§ PROBLEM A
In the article on making tumors more sensitive to chemotherapy, how much smaller than standard therapeutic doses were the effective amounts of chemotherapy?
§ PROBLEM B
For each statement below, decide whether the article on making tumors more sensitive to chemotherapy supports it. Answer yes or no, and quote the words from the article that settle it.
(i) Minicells are bacteria that have been emptied of their DNA.
(ii) The minicells were given to the mice by mouth.
(iii) Drug-resistant cells often produce unusually small amounts of P-glycoprotein.
§ PROBLEM C
Continue the article on making tumors more sensitive to chemotherapy, starting after its last sentence.

§ SELECTED PASSAGE
------------------------------------------------------------------------

Rewriting Life

Making Tumors More Sensitive to Chemotherapy

Bacterial shells deliver a double whammy to cancer.

Jun 29, 2009

Empty bacterial cells can deliver key anti-tumor substances with high precision, new research suggests.

Killing cancer: The four descending images reveal how small pieces of RNA (shown in green) designed to reverse a tumor’s resistance to chemotherapy accumulate in a cancer cell over the space of 24 hours. Red dye marks the cell membrane of the cancer cell. Cellular structures called lysosomes (shown in blue) open up the empty bacterial cells that carry the RNA, releasing the RNA into the cell.

The technique enabled mice to survive aggressive colon, breast, and uterine tumors that killed control animals, a team of researchers report in Nature Biotechnology. In addition, the precision of the antibody-guided delivery system meant that relatively tiny amounts of toxic chemotherapy–up to 3,000 times less than standard therapeutic doses–were effective.

Scientists first used the delivery system to disable the mechanism that drug-resistant tumor cells employ to expel cancer-killing drugs as fast as they are taken up. Then, with the tumors vulnerable to chemotherapy agents once more, a second wave of “minicells”–engineered to carry antibodies that lock on to cancer cells–was used to deliver cancer-killing drugs.

The approach could help overcome the problem of resistance to cancer drugs. Genetic changes in rapidly dividing and mutating tumor cells allow them to eventually shrug off drugs that are initially effective.

Mutations that affect a tumor cell’s ability to metabolize, take up, or, more commonly, pump out cancer drugs lie behind resistance. Very often, drug-resistant cells produce unusually large amounts of P-glycoprotein, a component of the protein pumps that allow cells to expel a range of drugs, including chemotherapy agents, before they can kill the cell.

With this in mind, a team from the biotech firm EnGeneIC, in New South Wales and the University of New South Wales, in Australia, and the Cold Spring Harbor Laboratory, in New York, created minicells–bacteria emptied of their DNA–with the intention of using them to knock out these protein pumps and reverse drug resistance.

To disable the pumps, scientists placed small strands of RNA, called siRNA (small interfering RNA), designed to block expression of the gene responsible for P-glycoprotein, in the minicells. They also attached antibodies to the surface of the minicells that enabled them to stick specifically to cell markers found only on the tumor cells that they were seeking to treat. The minicells were then delivered by intravenous injection.

------------------------------------------------------------------------

§ Stored data
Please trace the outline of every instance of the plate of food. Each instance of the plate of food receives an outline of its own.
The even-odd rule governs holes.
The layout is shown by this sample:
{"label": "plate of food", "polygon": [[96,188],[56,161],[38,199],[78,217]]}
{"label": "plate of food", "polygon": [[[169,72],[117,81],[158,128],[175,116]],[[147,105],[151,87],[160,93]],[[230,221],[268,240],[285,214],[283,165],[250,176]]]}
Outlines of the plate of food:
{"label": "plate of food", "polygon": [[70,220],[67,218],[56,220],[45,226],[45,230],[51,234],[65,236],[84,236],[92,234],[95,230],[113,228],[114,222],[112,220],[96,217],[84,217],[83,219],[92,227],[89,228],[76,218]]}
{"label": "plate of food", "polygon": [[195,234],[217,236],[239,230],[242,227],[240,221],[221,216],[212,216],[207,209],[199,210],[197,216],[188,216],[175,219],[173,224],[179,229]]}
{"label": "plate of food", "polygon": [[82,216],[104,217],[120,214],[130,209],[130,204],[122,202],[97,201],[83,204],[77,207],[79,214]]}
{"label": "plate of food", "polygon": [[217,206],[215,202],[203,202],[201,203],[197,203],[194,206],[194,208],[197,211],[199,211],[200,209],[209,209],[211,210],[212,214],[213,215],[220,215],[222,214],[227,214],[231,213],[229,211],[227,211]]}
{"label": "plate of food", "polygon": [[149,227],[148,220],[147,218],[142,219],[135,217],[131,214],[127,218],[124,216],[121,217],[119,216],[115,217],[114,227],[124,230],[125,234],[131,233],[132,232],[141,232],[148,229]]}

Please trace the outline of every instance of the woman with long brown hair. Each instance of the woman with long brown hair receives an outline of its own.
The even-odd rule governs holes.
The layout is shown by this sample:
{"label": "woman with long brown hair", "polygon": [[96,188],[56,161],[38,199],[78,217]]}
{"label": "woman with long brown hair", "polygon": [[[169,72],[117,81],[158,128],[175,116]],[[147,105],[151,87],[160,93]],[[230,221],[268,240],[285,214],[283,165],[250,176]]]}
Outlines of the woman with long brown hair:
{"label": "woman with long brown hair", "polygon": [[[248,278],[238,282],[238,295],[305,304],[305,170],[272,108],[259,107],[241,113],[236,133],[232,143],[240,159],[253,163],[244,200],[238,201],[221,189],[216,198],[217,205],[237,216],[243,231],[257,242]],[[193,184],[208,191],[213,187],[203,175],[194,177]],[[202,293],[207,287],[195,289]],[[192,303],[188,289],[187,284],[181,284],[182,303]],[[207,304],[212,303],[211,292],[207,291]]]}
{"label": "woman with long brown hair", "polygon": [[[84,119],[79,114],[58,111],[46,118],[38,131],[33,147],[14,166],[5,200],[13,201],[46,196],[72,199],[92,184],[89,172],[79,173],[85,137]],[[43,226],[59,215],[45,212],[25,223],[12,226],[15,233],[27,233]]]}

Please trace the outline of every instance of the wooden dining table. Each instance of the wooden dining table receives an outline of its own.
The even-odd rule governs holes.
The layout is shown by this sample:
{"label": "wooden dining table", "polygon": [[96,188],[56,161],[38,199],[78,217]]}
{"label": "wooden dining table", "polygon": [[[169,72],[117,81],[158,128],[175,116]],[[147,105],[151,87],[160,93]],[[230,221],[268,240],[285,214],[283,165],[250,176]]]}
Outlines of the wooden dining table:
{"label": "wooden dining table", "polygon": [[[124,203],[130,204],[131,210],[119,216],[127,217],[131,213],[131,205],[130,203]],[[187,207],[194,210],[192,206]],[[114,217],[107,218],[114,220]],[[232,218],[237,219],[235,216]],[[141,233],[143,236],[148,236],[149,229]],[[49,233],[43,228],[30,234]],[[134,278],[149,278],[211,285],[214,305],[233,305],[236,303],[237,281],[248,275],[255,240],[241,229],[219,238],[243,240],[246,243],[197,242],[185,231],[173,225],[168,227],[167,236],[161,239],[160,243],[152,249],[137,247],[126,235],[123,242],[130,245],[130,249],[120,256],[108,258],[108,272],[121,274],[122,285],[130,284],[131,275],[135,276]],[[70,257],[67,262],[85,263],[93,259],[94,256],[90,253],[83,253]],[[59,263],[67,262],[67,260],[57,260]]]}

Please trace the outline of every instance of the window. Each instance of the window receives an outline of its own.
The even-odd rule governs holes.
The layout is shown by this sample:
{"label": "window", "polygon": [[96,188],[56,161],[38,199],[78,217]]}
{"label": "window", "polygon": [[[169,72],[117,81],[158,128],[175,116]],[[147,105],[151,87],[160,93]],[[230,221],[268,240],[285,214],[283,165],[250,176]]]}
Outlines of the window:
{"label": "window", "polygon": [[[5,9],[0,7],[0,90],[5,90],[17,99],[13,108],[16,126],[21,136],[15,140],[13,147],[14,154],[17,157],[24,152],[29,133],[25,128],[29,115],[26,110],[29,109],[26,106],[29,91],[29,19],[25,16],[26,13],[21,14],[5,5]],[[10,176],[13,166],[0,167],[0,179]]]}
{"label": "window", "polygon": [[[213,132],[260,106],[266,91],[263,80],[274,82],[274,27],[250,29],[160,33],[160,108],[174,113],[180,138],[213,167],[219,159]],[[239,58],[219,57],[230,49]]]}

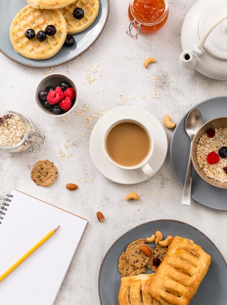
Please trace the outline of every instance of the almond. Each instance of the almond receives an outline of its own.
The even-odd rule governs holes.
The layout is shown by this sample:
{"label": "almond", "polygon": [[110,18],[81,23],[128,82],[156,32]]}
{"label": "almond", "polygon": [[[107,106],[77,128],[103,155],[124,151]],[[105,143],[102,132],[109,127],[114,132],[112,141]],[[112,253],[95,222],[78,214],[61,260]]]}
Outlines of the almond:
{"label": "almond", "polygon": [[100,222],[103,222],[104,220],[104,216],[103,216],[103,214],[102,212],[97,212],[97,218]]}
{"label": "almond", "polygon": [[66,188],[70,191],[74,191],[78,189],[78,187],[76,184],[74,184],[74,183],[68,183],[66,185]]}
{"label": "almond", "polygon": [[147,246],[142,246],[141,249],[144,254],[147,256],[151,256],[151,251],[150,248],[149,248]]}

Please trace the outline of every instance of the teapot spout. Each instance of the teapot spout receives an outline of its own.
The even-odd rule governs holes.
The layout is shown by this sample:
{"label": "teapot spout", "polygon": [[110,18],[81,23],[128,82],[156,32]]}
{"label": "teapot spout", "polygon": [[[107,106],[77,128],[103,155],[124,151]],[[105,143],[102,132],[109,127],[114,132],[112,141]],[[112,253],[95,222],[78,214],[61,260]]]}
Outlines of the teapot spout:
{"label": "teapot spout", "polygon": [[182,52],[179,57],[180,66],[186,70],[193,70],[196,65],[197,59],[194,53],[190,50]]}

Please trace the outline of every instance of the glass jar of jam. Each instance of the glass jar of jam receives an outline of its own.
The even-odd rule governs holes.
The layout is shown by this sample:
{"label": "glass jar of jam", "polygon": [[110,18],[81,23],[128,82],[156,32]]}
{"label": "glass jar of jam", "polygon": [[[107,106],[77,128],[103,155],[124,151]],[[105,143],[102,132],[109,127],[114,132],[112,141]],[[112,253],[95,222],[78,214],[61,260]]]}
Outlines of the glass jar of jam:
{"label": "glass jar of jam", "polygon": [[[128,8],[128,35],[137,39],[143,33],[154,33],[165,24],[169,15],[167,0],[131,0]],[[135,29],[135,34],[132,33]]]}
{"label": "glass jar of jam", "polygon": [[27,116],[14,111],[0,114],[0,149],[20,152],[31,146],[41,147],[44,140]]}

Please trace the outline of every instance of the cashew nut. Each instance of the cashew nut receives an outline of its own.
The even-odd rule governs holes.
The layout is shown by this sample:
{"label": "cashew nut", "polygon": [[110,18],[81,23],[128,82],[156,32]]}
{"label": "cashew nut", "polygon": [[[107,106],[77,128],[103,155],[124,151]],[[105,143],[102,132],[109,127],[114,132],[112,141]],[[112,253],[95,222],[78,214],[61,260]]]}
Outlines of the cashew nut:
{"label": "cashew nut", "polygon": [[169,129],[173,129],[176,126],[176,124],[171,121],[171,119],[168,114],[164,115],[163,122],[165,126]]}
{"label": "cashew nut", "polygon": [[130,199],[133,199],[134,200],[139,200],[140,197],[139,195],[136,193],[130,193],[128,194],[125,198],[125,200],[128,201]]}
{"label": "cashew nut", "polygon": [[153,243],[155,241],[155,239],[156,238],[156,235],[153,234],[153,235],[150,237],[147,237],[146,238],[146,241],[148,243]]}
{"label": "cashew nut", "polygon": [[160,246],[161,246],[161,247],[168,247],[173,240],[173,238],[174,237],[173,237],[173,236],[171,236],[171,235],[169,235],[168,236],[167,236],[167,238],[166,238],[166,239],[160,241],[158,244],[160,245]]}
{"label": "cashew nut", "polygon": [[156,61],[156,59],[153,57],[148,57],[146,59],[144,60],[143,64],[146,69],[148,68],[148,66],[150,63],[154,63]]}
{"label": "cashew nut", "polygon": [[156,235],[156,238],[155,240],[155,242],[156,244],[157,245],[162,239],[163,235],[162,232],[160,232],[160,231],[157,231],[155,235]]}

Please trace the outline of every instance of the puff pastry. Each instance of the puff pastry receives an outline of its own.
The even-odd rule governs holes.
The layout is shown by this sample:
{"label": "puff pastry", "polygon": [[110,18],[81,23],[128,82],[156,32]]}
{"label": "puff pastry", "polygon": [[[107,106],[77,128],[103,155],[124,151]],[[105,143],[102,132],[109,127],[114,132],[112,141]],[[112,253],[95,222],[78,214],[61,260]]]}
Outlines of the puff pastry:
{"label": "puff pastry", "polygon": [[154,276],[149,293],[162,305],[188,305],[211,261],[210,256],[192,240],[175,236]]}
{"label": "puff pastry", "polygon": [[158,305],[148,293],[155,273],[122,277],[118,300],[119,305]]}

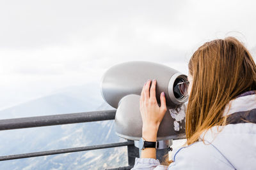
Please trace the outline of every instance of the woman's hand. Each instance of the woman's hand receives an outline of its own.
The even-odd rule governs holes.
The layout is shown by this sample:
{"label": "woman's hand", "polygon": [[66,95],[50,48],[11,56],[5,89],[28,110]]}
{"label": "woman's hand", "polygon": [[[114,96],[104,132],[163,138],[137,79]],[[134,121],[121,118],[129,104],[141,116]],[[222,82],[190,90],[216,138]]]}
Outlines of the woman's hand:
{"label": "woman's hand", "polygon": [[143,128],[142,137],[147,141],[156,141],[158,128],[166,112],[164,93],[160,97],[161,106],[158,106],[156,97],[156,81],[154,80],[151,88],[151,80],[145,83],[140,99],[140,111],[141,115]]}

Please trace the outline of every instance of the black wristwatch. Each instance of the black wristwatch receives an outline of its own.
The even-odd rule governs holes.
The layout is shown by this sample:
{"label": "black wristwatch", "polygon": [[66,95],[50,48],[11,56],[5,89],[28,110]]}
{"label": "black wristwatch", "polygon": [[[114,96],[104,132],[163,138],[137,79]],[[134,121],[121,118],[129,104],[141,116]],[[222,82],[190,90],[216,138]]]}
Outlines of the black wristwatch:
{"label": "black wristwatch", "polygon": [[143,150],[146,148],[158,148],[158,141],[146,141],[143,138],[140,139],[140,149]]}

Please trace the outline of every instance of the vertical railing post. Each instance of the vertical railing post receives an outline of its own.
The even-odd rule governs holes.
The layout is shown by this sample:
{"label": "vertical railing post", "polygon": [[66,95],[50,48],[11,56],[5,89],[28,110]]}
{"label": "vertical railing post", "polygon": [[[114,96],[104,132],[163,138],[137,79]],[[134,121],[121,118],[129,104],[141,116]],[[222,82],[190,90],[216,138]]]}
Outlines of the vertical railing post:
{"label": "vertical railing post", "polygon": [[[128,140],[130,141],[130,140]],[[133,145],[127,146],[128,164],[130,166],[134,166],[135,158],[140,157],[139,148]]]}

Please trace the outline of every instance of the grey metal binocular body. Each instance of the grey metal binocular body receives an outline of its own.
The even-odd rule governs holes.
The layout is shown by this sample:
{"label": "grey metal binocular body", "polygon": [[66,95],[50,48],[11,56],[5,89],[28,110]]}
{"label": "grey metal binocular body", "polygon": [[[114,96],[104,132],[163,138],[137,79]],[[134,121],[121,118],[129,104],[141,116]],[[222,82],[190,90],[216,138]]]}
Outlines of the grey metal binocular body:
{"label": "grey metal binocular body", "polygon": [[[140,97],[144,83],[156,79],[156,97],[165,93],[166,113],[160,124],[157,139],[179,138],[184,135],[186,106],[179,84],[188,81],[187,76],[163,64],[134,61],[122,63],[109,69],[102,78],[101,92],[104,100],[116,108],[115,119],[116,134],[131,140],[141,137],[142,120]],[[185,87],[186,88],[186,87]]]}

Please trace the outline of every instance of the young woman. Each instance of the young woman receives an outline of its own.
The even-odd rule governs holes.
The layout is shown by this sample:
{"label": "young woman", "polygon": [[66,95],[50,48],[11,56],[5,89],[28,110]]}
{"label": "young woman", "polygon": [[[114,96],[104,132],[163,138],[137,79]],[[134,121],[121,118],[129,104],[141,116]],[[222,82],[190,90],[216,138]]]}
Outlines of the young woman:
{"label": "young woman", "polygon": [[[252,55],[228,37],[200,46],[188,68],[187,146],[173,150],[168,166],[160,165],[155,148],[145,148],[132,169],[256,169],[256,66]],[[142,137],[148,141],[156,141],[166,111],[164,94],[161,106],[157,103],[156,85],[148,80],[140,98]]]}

------------------------------------------------------------------------

§ EXERCISE RESPONSE A
Up to 3,000 times less than standard therapeutic doses.

§ EXERCISE RESPONSE B
(i) Yes: "minicells–bacteria emptied of their DNA"
(ii) No: "The minicells were then delivered by intravenous injection."
(iii) No: "drug-resistant cells produce unusually large amounts of P-glycoprotein"

§ EXERCISE RESPONSE C
Once attached to their targets by the antibodies, the minicells were absorbed and quickly released their contents into the tumors of immunologically weakened mice. These animals had received grafts of very aggressive forms of either breast, uterine, or colon cancer.

For all three types of cancer, mice that received chemotherapy delivered by minicells were still alive after 100 days, while mice that received chemotherapy via standard IV infusion died. The researchers speculate that the survival of the minicell-treated mice was due to the highly specific targeting of the toxic chemotherapy. Not only was the treatment more effective, but in mice treated for bowel cancer, the amount of the highly toxic drug used was 3,000 times less than that infused in the control animals.

The research “provides compelling evidence that this strategy inhibits the growth of drug-resistant tumors,” says Daniel Anderson of MIT’s David Koch Institute for Integrated Cancer Research. But he notes that a much more detailed analysis of minicells’ potential interaction with the immune system will be needed before the technique finds its way into the clinic. (The animals in the study did not appear to suffer side effects.)

Himanshu Brahmbhatt, the director of EnGeneIC, who led the new study, says that as yet unpublished studies on 96 monkeys indicate that minicell treatment caused “only a minor immune response despite repeat dosing, and there is no sign of toxicity.” He says that his team will begin a safety trial, with minicells packed with anticancer drugs, on human subjects “within a couple of months.”

If subsequent safety tests of minicells containing RNA in dogs go as planned, then the twin treatment strategy of reversing drug resistance and then applying chemotherapy could be tested in people within 18 months, Brahmbhatt adds.